### Written request:
Lay out all of the material below as a numbered list, skipping blank lines and leaving the pictures out of your answer.

## Begin

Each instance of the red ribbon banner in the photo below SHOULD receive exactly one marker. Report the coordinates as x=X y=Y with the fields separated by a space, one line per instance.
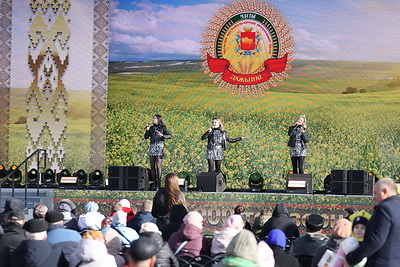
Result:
x=222 y=65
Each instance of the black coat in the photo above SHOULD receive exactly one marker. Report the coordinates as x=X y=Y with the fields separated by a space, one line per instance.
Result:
x=35 y=253
x=140 y=218
x=280 y=220
x=165 y=257
x=225 y=138
x=161 y=206
x=154 y=138
x=13 y=235
x=381 y=240
x=292 y=139
x=283 y=259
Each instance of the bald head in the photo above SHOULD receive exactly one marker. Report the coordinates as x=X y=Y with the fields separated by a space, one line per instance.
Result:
x=383 y=189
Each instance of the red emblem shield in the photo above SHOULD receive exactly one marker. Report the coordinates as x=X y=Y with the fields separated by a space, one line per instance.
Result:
x=247 y=40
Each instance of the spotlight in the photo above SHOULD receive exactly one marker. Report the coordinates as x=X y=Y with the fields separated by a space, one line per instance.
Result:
x=328 y=183
x=96 y=178
x=32 y=177
x=256 y=182
x=183 y=180
x=16 y=175
x=63 y=173
x=48 y=178
x=81 y=177
x=3 y=171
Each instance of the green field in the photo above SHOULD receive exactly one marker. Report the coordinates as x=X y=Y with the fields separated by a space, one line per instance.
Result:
x=347 y=131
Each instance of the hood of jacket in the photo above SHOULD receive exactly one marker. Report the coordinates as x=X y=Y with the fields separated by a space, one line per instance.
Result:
x=156 y=237
x=280 y=210
x=189 y=232
x=90 y=250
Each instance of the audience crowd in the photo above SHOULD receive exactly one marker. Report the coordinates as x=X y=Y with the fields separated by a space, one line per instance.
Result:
x=61 y=237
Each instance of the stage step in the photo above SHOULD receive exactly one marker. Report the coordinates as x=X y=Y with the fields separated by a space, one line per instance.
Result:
x=46 y=196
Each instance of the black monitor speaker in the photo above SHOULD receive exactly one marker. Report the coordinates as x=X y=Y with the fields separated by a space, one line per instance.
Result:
x=211 y=182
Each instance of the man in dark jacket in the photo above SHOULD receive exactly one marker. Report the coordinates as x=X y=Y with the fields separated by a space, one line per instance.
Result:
x=13 y=232
x=281 y=220
x=277 y=241
x=165 y=257
x=35 y=251
x=381 y=240
x=178 y=212
x=142 y=216
x=304 y=248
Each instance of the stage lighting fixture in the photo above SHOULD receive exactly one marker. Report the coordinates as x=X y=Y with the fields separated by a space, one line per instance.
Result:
x=3 y=171
x=63 y=173
x=328 y=183
x=81 y=177
x=48 y=178
x=96 y=178
x=256 y=182
x=183 y=180
x=16 y=176
x=32 y=177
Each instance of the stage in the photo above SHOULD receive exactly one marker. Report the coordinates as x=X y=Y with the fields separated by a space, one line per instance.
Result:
x=215 y=207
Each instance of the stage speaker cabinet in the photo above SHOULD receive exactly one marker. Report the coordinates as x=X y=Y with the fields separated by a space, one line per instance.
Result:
x=137 y=178
x=299 y=183
x=116 y=183
x=116 y=171
x=360 y=182
x=339 y=182
x=211 y=182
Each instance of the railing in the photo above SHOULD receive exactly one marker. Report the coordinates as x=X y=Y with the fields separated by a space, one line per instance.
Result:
x=38 y=153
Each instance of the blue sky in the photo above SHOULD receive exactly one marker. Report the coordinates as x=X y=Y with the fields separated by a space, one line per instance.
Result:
x=364 y=30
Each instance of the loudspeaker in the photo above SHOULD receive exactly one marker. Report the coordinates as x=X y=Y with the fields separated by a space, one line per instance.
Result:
x=339 y=181
x=360 y=182
x=299 y=183
x=116 y=183
x=211 y=182
x=116 y=171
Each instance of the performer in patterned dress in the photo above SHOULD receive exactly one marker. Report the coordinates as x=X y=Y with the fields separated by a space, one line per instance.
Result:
x=157 y=134
x=297 y=143
x=216 y=146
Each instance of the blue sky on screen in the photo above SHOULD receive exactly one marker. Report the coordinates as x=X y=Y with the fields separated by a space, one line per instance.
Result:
x=363 y=30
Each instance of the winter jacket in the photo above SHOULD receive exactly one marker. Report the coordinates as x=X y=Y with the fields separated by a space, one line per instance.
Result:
x=281 y=220
x=381 y=240
x=283 y=259
x=333 y=244
x=90 y=221
x=178 y=212
x=13 y=235
x=196 y=244
x=221 y=240
x=126 y=234
x=154 y=138
x=258 y=225
x=165 y=257
x=161 y=206
x=140 y=218
x=208 y=135
x=292 y=139
x=92 y=253
x=308 y=244
x=35 y=253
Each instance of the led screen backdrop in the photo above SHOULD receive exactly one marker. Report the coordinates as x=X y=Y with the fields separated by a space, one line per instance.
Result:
x=54 y=67
x=344 y=76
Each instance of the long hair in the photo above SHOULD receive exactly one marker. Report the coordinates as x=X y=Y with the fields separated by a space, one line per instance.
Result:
x=221 y=127
x=159 y=120
x=304 y=118
x=174 y=193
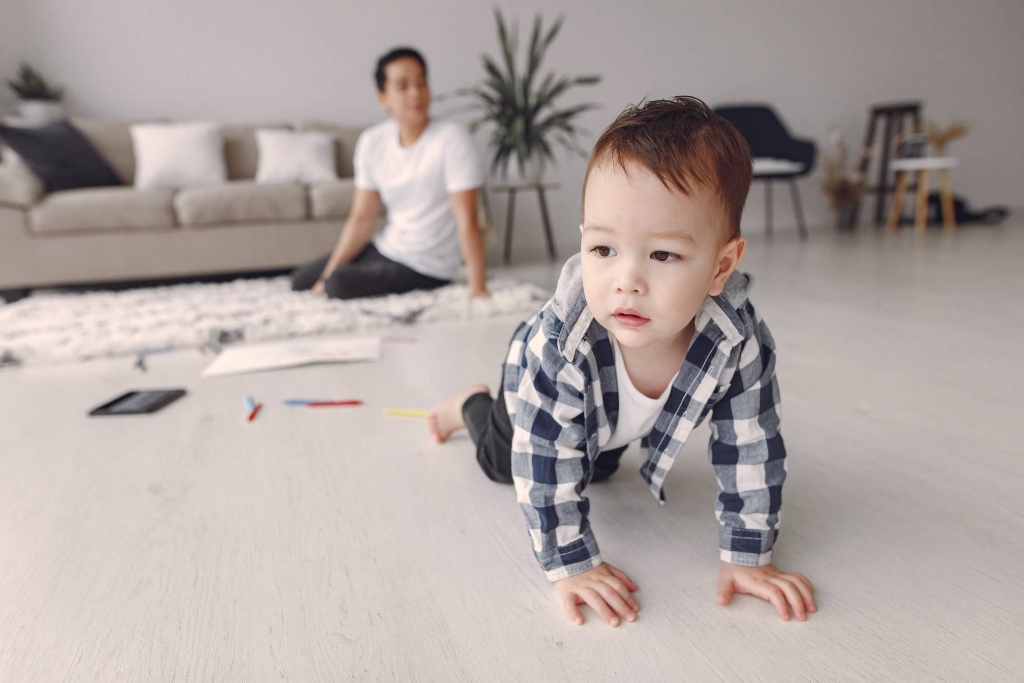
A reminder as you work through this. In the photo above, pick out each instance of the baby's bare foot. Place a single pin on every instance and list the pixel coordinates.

## End

### Correct output:
1. Each instance of the red ribbon banner in the photo below SHOULD receive exactly one marker. Report the coordinates as x=X y=Y with the fields separated by a space, one line per instance.
2. Result:
3. x=222 y=65
4. Each instance of the black coat in the photo above SHOULD receive exactly one marker. Report the coordinates as x=X y=Y with the fields separated by a space, one line per instance.
5. Result:
6. x=35 y=253
7. x=140 y=218
8. x=280 y=220
9. x=165 y=257
10. x=225 y=138
11. x=161 y=206
12. x=154 y=138
13. x=13 y=235
14. x=381 y=240
15. x=292 y=139
16. x=283 y=259
17. Each instance of the bald head in the photo above SHOULD receive exactly one marker. Report the coordinates as x=X y=Y with the fields separated by a space, one line per instance.
18. Result:
19. x=383 y=189
20. Each instance of the red emblem shield in the photo above SHOULD receive exactly one marker. Report the coordinates as x=X y=Y with the fields separated by a space, one line per instance.
21. Result:
22. x=247 y=40
23. Each instance of the spotlight in the photo above SHOULD receive exactly one marker. Report the coordinates as x=X y=Y with the fields separated by a space, one line per instance.
24. Result:
25. x=328 y=183
26. x=96 y=178
27. x=32 y=177
28. x=256 y=182
29. x=183 y=180
30. x=16 y=175
31. x=63 y=173
32. x=48 y=178
33. x=81 y=177
34. x=3 y=171
35. Each instance of the green field in the photo above SHOULD receive exactly one marker. Report the coordinates as x=X y=Y with the fields separated by a space, one line per instance.
36. Result:
37. x=347 y=131
38. Each instance of the hood of jacket in the photo above SHOULD receive exactly one marker. Report the coordinates as x=X y=Y with the fields separated by a space, one line per instance.
39. Result:
40. x=156 y=237
41. x=280 y=210
42. x=189 y=232
43. x=90 y=250
44. Each instance of the audience crowd in the photo above SHOULD receive exactly one marker. Report the coordinates as x=X y=Y with the fields separated by a space, one line per instance.
45. Result:
46. x=61 y=237
47. Each instance of the stage step in the photo above SHOULD receive exactly one marker. Report the coordinates as x=X y=Y with the fields separated by a space, one line per instance.
48. Result:
49. x=46 y=196
50. Each instance of the black monitor speaker in the photo above SHOULD receive exactly one marker. Report the coordinates as x=X y=Y with the fields separated by a space, one line per instance.
51. Result:
52. x=211 y=182
53. Each instance of the man in dark jacket in the photo above SHOULD receive exactly one marker. Report the coordinates as x=X y=Y with the fields separated by a space, one line per instance.
54. Result:
55. x=13 y=232
56. x=281 y=220
57. x=277 y=241
58. x=165 y=257
59. x=35 y=251
60. x=381 y=240
61. x=178 y=212
62. x=142 y=216
63. x=304 y=248
64. Each instance of the stage lighting fixture in the photo above SHOULD receive exactly one marker. Report the coordinates as x=X y=Y with the fields separated by a space, one line per instance.
65. Result:
66. x=3 y=171
67. x=63 y=173
68. x=328 y=183
69. x=81 y=177
70. x=48 y=178
71. x=96 y=178
72. x=256 y=182
73. x=183 y=180
74. x=16 y=176
75. x=32 y=177
76. Each instance of the stage in the photo above SHOULD receive exactly one marker. Report the coordinates as x=X y=Y with the fields separated by a space, one line per instance.
77. Result:
78. x=215 y=207
79. Each instance of the stage speaker cabinet in the photo above SHOULD receive exactly one marker. Report the coordinates as x=X y=Y with the fields separated by a space, one line per instance.
80. Result:
81. x=137 y=178
82. x=299 y=183
83. x=116 y=183
84. x=116 y=171
85. x=360 y=182
86. x=339 y=182
87. x=211 y=182
88. Each instance of the railing in the photo above SHOULD receive exactly one marker. Report the coordinates as x=X y=Y with the fields separated by a space, one line per instance.
89. Result:
90. x=38 y=153
91. Each instance of the blue sky in the photo above SHOULD receive exactly one marker. Report the coordinates as x=X y=Y with the fields separated by a space, one line per instance.
92. Result:
93. x=364 y=30
94. Each instance of the loudspeaker in the photo above SHOULD receive exactly one marker. Report the coordinates as x=X y=Y with the fields separated by a space, one line per instance.
95. Result:
96. x=339 y=181
97. x=360 y=182
98. x=299 y=183
99. x=116 y=183
100. x=211 y=182
101. x=116 y=171
102. Each instance of the performer in patterned dress in the photo above SHOULD receive exactly one marker. Report the coordinates as x=X y=Y with the fields separated by a space, one line per instance.
103. Result:
104. x=157 y=134
105. x=297 y=143
106. x=216 y=146
107. Each instance of the blue sky on screen in the photo above SHOULD receive exactly one marker. Report the coordinates as x=X y=Y with the fields separated by a space, one line per instance.
108. Result:
109. x=363 y=30
110. Each instance of the winter jacket in the photo above SHOULD receive exactly one marker. Report the coordinates as x=X y=Y with the fields separated by a space, one line per instance.
111. Result:
112. x=281 y=220
113. x=381 y=240
114. x=283 y=259
115. x=333 y=244
116. x=90 y=221
117. x=178 y=212
118. x=13 y=235
119. x=196 y=244
120. x=221 y=240
121. x=126 y=234
122. x=154 y=138
123. x=258 y=225
124. x=165 y=257
125. x=161 y=206
126. x=140 y=218
127. x=208 y=135
128. x=292 y=139
129. x=92 y=253
130. x=308 y=244
131. x=35 y=253
132. Each instance of the led screen backdrop in the photo above SHOULD receive exactly one marker. Report the coordinates as x=X y=Y with the fields separated by a space, one line per instance.
133. Result:
134. x=54 y=67
135. x=344 y=76
136. Each instance of the long hair in the photo above SHOULD receive exactly one marker. Report the coordinates as x=X y=Y with the fields separated by a space, one line per instance.
137. Result:
138. x=221 y=127
139. x=159 y=120
140. x=304 y=118
141. x=174 y=193
142. A reminder as you work through this. In the photo above, pick out each instance of the baby's bare foot. Place a single pin on every instance and list the pixel coordinates.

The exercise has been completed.